They are allowed to wear civilian clothes and to ‘spruce up’, by shaving for example, when their families visit.
Ministry of Home Affairs (MHA) has said: ‘The family is an integral part of the rehabilitative process.’
Detainees also meet Internal Security Department (ISD) warders, case officers and psychologists frequently.
The Whitley centre aims to provide a holistic environment in which detainees can be rehabilitated, said MHA in a previous report.
‘These places are not just about punishment, but also to integrate them back into society,’ said Dr John Harrison of the S Rajaratnam School of International Studies.
Also in April last year, Prime Minister Lee Hsien Loong said security agencies from the US and Europe had come here to compare experiences with the ISD and study Singapore’s methods in fighting Islamist terrorism.
Some 30 Islamic religious teachers make up the Religious Rehabilitation Group (RRG), which works to steer detainees away from the JI’s distortions of Islam.
The group started when a handful of senior religious leaders were approached in 2003 to help counsel the detainees. They roped others in, embarked on a study of JI teachings and how to counter them, and began counselling in April 2004.
Since then, religious counselling has been a key part of the rehabilitation process for these detainees, reported The Straits Times.
The RRG also counsels the detainee’s family to ensure that wrong lessons are not passed on to the next generation and to help wives, sons and daughters assimilate into the mainstream. Many families receive financial support from the Government, and detainees have jobs waiting for them when they are released.
As of May, 40 former terrorists, or roughly two-thirds of the detainees Singapore has arrested since 2001 have been rehabilitated and released, reported The Straits Times. None have returned to their violent past.
This month, the Government has released three more, having assessed that they no longer pose a security threat.

**WHAT THE TASK REQUIRES**
Resume the article on Singapore's rehabilitation of terrorism detainees, writing on from its last sentence.

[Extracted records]
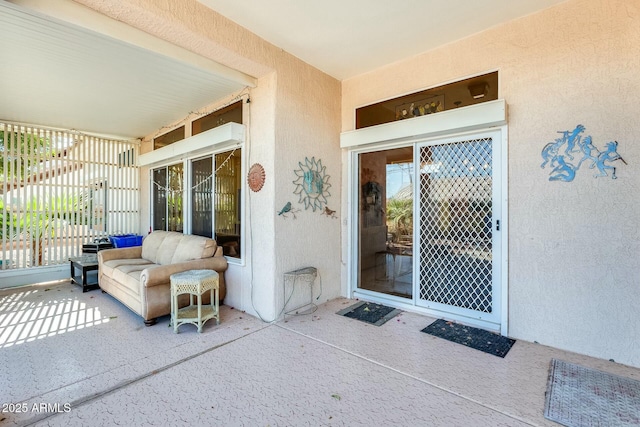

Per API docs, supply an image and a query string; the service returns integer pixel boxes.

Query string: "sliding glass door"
[358,146,415,298]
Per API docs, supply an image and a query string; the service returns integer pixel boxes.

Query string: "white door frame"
[341,100,509,335]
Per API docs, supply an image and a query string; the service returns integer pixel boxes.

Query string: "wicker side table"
[170,270,220,334]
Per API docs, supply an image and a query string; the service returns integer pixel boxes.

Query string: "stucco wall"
[342,0,640,366]
[76,0,341,321]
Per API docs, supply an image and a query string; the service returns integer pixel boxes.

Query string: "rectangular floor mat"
[422,319,516,357]
[336,301,401,326]
[544,359,640,427]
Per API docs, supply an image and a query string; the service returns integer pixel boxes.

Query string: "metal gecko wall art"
[540,125,627,182]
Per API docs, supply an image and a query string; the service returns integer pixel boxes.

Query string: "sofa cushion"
[142,231,168,264]
[100,258,153,277]
[142,231,217,265]
[169,235,217,264]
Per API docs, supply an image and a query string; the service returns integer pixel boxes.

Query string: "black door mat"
[422,319,516,357]
[336,301,402,326]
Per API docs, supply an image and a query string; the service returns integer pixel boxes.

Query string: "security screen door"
[415,131,501,325]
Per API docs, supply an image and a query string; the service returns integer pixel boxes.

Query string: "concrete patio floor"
[0,282,640,426]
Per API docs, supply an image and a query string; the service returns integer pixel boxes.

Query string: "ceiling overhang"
[0,0,256,139]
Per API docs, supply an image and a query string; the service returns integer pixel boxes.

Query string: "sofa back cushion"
[142,231,217,265]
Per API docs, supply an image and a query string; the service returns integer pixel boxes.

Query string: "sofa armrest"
[98,246,142,263]
[140,256,228,288]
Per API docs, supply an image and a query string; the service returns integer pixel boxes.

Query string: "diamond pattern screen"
[419,138,492,313]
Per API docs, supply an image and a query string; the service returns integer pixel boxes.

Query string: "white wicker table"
[170,270,220,334]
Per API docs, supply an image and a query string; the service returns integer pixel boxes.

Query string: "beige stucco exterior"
[77,0,640,366]
[342,0,640,366]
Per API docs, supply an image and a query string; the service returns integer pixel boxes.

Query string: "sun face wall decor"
[293,157,331,212]
[247,163,265,193]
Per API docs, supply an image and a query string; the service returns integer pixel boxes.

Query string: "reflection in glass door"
[358,146,415,298]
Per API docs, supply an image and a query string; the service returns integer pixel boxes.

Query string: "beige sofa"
[98,231,227,326]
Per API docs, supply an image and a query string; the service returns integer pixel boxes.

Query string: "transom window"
[151,148,242,258]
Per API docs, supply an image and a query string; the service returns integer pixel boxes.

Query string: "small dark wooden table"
[69,255,98,292]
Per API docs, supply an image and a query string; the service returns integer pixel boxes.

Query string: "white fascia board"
[340,99,507,148]
[138,123,245,166]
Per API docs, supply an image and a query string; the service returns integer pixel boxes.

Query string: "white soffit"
[340,99,507,148]
[198,0,566,80]
[138,122,245,166]
[0,0,255,138]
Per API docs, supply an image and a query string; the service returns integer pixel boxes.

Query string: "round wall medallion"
[247,163,265,192]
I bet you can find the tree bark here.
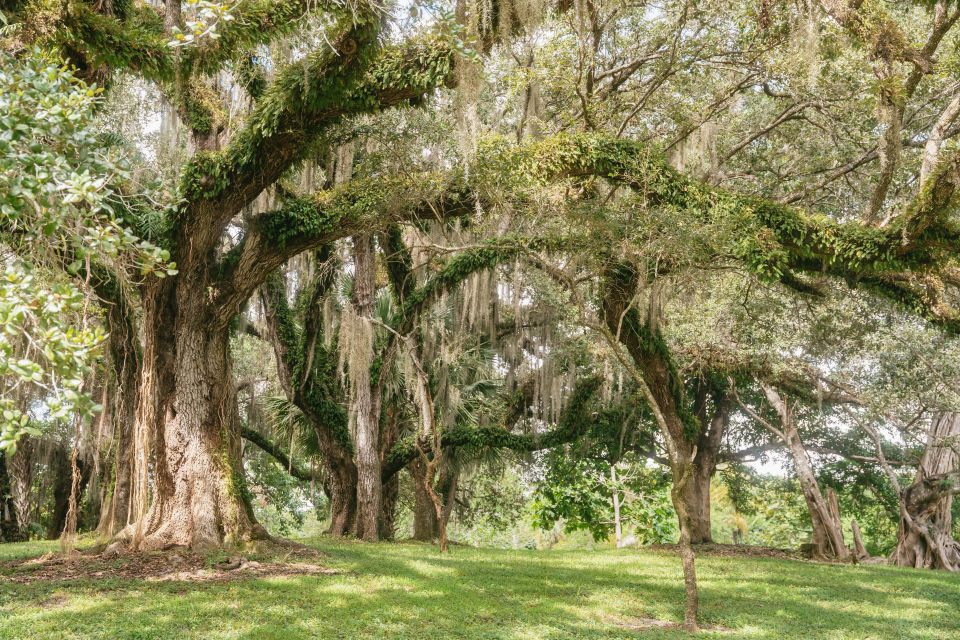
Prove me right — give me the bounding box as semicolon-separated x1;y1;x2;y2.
602;263;702;631
892;412;960;571
350;235;381;541
850;519;870;560
684;382;730;544
763;385;850;560
610;465;623;549
97;284;143;539
410;460;439;542
0;452;19;542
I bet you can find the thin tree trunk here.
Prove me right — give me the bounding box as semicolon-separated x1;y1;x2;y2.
0;451;18;542
437;468;460;534
350;235;382;541
752;385;850;561
850;519;870;560
610;465;623;549
670;462;700;631
97;298;143;539
410;459;438;542
7;436;34;540
602;270;700;631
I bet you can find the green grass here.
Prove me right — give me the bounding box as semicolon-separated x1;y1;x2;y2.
0;538;960;640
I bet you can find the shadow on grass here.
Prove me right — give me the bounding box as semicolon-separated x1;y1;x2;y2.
0;539;960;640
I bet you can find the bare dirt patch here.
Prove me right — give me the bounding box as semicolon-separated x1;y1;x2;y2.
647;544;804;560
0;547;339;584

**RESPONSE**
MHA: Mas Selamat had ample opportunity to report ill-treatment
A MINISTRY Of Home Affairs spokesman said in response to media queries that the passports of Mas Selamat’s family members had been officially seized in 2005 because of immigration offences committed by them while they and Mas Selamat were on the run from the authorities and hiding in Indonesia in earlier years.
Mas Selamat had procured a false Indonesian identity card, and he and the family had hidden in Indonesia as illegal immigrants.
Their passports were also seized for security reasons, as Mas Selamat’s wife was a member of the JI’s women wing.
The family’s request for travel documents to enable them to visit Mas Selamat at the Kamunting Detention Centre is currently being assessed by the Singapore authorities.
We will have to consider, given the family’s past immigration offences, Mas Selamat’s terrorist activities and plots against Singapore, and the fact that Mas Selamat’s wife was also a member of the JI, whether it is in our national security interests to grant the family travel documents to leave Singapore to visit him in Malaysia.
As for Mas Selamat’s allegation that his food was drugged, all detainees are examined daily (on weekdays) by a doctor and they may also ask for a doctor at any time.
Those who have medical problems requiring additional attention are sent to the hospitals.
In addition, a Board of Inspection makes unannounced visits to the detention centre to ensure the detainees’ well-being.
Any report of ill-treatment of the detainee is sent to the Minister for Home Affairs.
The Government did not receive any report of ill-treatment from Mas Selamat, the doctor, his family, or the Board of Inspection during his detention.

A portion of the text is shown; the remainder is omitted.